◆ **EXERCISE GOAL**:
For this exercise, write out each entry below exactly as it reads.
━━━ DATA SUPPLIED
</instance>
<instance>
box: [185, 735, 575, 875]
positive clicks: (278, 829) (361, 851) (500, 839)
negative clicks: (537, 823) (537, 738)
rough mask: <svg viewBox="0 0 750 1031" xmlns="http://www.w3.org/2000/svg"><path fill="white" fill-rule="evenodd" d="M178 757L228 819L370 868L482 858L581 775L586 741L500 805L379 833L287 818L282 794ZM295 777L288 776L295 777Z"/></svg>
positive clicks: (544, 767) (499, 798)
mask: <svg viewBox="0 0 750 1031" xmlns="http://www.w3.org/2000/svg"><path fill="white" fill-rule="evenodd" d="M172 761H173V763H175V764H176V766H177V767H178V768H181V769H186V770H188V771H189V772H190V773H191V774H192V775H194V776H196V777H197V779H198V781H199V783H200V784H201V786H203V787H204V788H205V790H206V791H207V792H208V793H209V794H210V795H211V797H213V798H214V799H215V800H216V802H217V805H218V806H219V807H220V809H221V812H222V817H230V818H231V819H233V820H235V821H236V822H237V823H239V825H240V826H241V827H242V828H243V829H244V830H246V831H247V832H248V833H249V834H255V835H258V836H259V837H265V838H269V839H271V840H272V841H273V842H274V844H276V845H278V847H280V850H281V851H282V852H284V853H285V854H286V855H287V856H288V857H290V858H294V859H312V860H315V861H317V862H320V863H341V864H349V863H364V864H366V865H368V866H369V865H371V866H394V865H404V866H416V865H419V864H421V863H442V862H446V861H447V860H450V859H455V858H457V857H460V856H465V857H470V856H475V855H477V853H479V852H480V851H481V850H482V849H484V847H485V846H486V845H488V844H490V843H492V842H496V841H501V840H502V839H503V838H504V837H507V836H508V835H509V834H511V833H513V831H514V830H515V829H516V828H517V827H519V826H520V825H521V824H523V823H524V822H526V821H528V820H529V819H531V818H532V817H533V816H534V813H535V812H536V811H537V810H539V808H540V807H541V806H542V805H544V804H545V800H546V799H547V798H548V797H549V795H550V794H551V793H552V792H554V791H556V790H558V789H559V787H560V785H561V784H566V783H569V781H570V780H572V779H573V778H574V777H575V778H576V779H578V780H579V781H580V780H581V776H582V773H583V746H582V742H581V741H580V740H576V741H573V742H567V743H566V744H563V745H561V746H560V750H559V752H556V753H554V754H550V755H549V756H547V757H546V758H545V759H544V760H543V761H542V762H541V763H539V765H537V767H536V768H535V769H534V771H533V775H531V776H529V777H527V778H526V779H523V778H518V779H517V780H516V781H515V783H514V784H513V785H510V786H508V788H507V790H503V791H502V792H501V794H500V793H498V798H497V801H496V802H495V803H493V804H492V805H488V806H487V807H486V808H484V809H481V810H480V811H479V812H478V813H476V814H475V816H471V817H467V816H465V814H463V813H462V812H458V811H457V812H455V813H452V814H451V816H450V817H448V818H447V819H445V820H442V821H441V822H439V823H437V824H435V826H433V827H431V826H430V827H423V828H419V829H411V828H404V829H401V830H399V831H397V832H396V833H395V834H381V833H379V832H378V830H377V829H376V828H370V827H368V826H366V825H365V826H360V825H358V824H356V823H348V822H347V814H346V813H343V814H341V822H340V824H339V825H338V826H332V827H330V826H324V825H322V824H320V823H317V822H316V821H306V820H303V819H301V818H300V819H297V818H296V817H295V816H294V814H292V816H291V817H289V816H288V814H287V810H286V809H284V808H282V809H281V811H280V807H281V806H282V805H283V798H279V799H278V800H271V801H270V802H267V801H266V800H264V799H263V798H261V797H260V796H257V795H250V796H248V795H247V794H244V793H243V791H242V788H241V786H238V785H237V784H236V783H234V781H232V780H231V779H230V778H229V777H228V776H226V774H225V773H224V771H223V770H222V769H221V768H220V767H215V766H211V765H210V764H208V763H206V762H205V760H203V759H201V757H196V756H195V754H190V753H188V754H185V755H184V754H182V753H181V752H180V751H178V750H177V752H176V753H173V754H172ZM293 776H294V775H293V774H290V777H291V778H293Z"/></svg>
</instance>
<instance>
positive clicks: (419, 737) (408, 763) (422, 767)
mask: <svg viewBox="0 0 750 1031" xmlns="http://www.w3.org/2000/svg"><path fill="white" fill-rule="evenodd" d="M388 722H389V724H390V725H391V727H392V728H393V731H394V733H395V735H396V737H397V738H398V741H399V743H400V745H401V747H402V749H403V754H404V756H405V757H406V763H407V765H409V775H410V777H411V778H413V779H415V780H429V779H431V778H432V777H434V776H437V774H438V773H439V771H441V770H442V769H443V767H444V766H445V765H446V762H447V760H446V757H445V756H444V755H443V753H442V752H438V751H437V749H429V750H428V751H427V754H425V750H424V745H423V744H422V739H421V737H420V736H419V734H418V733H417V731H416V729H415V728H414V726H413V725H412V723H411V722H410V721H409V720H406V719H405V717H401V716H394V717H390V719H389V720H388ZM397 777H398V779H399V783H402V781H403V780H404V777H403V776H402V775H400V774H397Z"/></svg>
━━━━━━
◆ **SOLUTION**:
</instance>
<instance>
box: [185, 735, 575, 875]
positive clicks: (278, 829) (361, 851) (500, 839)
negative clicks: (537, 823) (537, 738)
rough mask: <svg viewBox="0 0 750 1031" xmlns="http://www.w3.org/2000/svg"><path fill="white" fill-rule="evenodd" d="M178 757L228 819L370 868L482 858L581 775L586 741L500 805L379 833L287 818L282 794ZM295 777L288 776L295 777Z"/></svg>
positive clicks: (544, 767) (499, 798)
mask: <svg viewBox="0 0 750 1031" xmlns="http://www.w3.org/2000/svg"><path fill="white" fill-rule="evenodd" d="M172 761H173V763H175V764H176V766H177V767H178V768H181V769H186V770H188V771H189V772H190V773H191V774H192V775H194V776H196V777H197V779H198V781H199V783H200V784H201V786H203V787H204V788H205V790H206V791H207V792H208V793H209V794H210V795H211V797H213V798H214V799H215V800H216V802H217V805H218V806H219V807H220V809H221V812H222V817H230V818H231V819H233V820H235V821H236V822H237V823H239V825H240V826H241V827H242V828H243V829H244V830H246V831H247V832H248V833H249V834H255V835H258V836H259V837H265V838H269V839H271V840H272V841H273V842H274V844H276V845H278V847H280V850H281V851H282V852H284V853H285V854H286V855H287V856H288V857H290V858H294V859H312V860H315V861H317V862H320V863H341V864H349V863H364V864H366V865H368V866H369V865H371V866H394V865H404V866H416V865H419V864H421V863H442V862H446V861H447V860H450V859H455V858H457V857H460V856H465V857H470V856H475V855H477V853H479V852H480V851H481V850H482V849H484V847H485V846H486V845H488V844H490V843H492V842H496V841H501V840H502V839H503V838H504V837H507V836H508V835H509V834H511V833H513V831H514V830H515V829H516V828H517V827H519V826H520V825H521V824H523V823H524V822H526V821H528V820H529V819H531V818H532V817H533V816H534V813H535V812H536V811H537V810H539V808H540V807H541V806H542V805H544V804H545V800H546V799H547V798H548V797H549V795H550V794H551V793H552V792H554V791H556V790H558V789H559V787H560V785H561V784H566V783H569V781H570V780H572V779H573V778H574V777H575V778H576V779H578V780H579V781H580V780H581V776H582V773H583V746H582V742H581V741H580V740H576V741H573V742H567V743H566V744H563V745H561V746H560V750H559V752H556V753H554V754H550V755H549V756H547V757H546V758H545V759H544V760H543V761H542V762H541V763H539V765H537V767H536V768H535V769H534V771H533V775H531V776H529V777H527V778H526V779H523V778H518V779H517V780H516V781H515V783H514V784H513V785H510V786H508V788H507V790H503V791H502V792H501V794H500V793H498V798H497V801H496V802H495V803H493V804H492V805H488V806H487V807H486V808H484V809H481V810H480V811H479V812H478V813H476V814H475V816H471V817H467V816H465V814H463V813H462V812H458V811H457V812H455V813H452V814H451V816H450V817H448V818H447V819H445V820H442V821H441V822H439V823H437V824H435V826H433V827H431V826H430V827H423V828H419V829H411V828H404V829H401V830H399V831H397V832H396V833H395V834H381V833H379V832H378V830H377V829H376V828H370V827H368V826H366V825H365V826H360V825H358V824H356V823H348V822H347V814H346V813H343V814H341V822H340V824H339V825H338V826H332V827H330V826H324V825H322V824H320V823H317V822H316V821H306V820H303V819H301V818H300V819H297V818H296V817H295V816H294V814H292V816H291V817H289V816H288V814H287V810H286V809H284V808H282V809H281V811H280V807H281V806H282V805H283V798H279V799H278V800H271V801H270V802H267V801H266V800H264V799H263V798H261V797H260V796H257V795H250V796H248V795H247V794H244V793H243V791H242V788H241V786H238V785H237V784H236V783H234V781H232V780H231V779H230V778H229V777H228V776H226V774H225V773H224V771H223V770H222V769H221V768H220V767H215V766H211V765H210V764H208V763H206V762H205V760H203V759H201V757H196V756H195V754H190V753H188V754H185V755H184V754H182V753H181V752H180V751H178V750H177V752H176V753H173V754H172ZM293 776H294V775H293V774H290V777H291V778H293Z"/></svg>
</instance>
<instance>
positive clicks: (419, 737) (408, 763) (422, 767)
mask: <svg viewBox="0 0 750 1031" xmlns="http://www.w3.org/2000/svg"><path fill="white" fill-rule="evenodd" d="M388 722H389V724H390V725H391V727H392V728H393V731H394V733H395V735H396V737H397V738H398V741H399V743H400V745H401V747H402V749H403V754H404V756H405V757H406V763H407V765H409V775H410V777H411V778H413V779H415V780H429V779H431V778H432V777H434V776H437V774H438V773H439V771H441V770H442V769H443V767H444V766H445V765H446V762H447V760H446V757H445V756H444V755H443V753H442V752H438V751H437V749H429V750H428V751H427V754H425V750H424V745H423V744H422V739H421V737H420V736H419V734H418V733H417V731H416V729H415V728H414V726H413V725H412V723H411V722H410V721H409V720H406V719H405V717H401V716H394V717H390V719H389V720H388ZM397 777H398V779H399V783H402V781H403V780H404V777H403V776H402V775H400V774H397Z"/></svg>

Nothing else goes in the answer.